Elle en est un aussi en histoire, et je n’en connais pas de plus saisissant exemple que la multitude de volumes consacrés par Frédéric Masson à Napoléon Bonaparte et à son entourage. Le tombeau des Invalides est peu de chose, à côté des blocs de pierre pesante, sous lesquels le plus assidu des académiciens a écrasé, concassé, trituré la mémoire du grand hérédo dévastateur du début du XIXe siècle. Quand on a seulement parcouru ces carnets de blanchissage, notes de vidange, mémoires d’entrepreneurs, bilans de législation et de batailles, répertoires de coucheries et autres, on ne distingue plus rien de l’amant de Joséphine, du vainqueur d’Austerlitz, ni de l’exilé de Sainte-Hélène. Il est redevenu un bonhomme quelconque.

Ci-gît à nouveau Bonaparte, assassiné par son historiographe.

Le talent m’apparaît ainsi comme un équilibre entre les mots, images d’images, et ces images intérieures que nous appelons les idées, elles-mêmes empruntées à nos personimages.

Le génie est une intuition (observation à travers une personimage, observation à la seconde puissance), qui nous porte à la racine des mots (mémoire héréditaire), en même temps qu’à la racine des choses.

Le mot, véhicule de la pensée, est aussi véhicule de la force, de toute énergie émanant de l’homme.

=-=-=-=-=

▸ **TÂCHE PROPOSÉE A**:
Reproduisez le passage du texte fourni qui débute aux mots « Le génie est » et prend fin après « émanant de l’homme. ».

=-=-=-=-=

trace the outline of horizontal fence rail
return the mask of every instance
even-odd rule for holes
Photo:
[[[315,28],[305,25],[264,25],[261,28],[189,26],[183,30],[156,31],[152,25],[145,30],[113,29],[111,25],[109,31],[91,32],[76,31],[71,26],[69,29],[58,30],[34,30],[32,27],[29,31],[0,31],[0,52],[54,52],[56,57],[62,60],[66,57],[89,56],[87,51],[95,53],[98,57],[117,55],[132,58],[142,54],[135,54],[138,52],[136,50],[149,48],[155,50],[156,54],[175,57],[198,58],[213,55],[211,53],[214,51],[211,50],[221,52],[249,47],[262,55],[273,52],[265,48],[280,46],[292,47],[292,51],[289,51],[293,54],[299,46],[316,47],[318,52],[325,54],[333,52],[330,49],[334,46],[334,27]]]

=-=-=-=-=

▸ **TÂCHE PROPOSÉE B**:
Réécrivez l'ensemble des enregistrements en substituant « vertical fence post » à « horizontal fence rail », sans aucune autre modification.

▸ **SOLUTION RÉDIGÉE A**:
Le génie est une intuition (observation à travers une personimage, observation à la seconde puissance), qui nous porte à la racine des mots (mémoire héréditaire), en même temps qu’à la racine des choses.

Le mot, véhicule de la pensée, est aussi véhicule de la force, de toute énergie émanant de l’homme.

▸ **SOLUTION RÉDIGÉE B**:
trace the outline of vertical fence post
return the mask of every instance
even-odd rule for holes
Photo:
[[[315,28],[305,25],[264,25],[261,28],[189,26],[183,30],[156,31],[152,25],[145,30],[113,29],[111,25],[109,31],[91,32],[76,31],[71,26],[69,29],[58,30],[34,30],[32,27],[29,31],[0,31],[0,52],[54,52],[56,57],[62,60],[66,57],[89,56],[87,51],[95,53],[98,57],[117,55],[132,58],[142,54],[135,54],[138,52],[136,50],[149,48],[155,50],[156,54],[175,57],[198,58],[213,55],[211,53],[214,51],[211,50],[221,52],[249,47],[262,55],[273,52],[265,48],[280,46],[292,47],[292,51],[289,51],[293,54],[299,46],[316,47],[318,52],[325,54],[333,52],[330,49],[334,46],[334,27]]]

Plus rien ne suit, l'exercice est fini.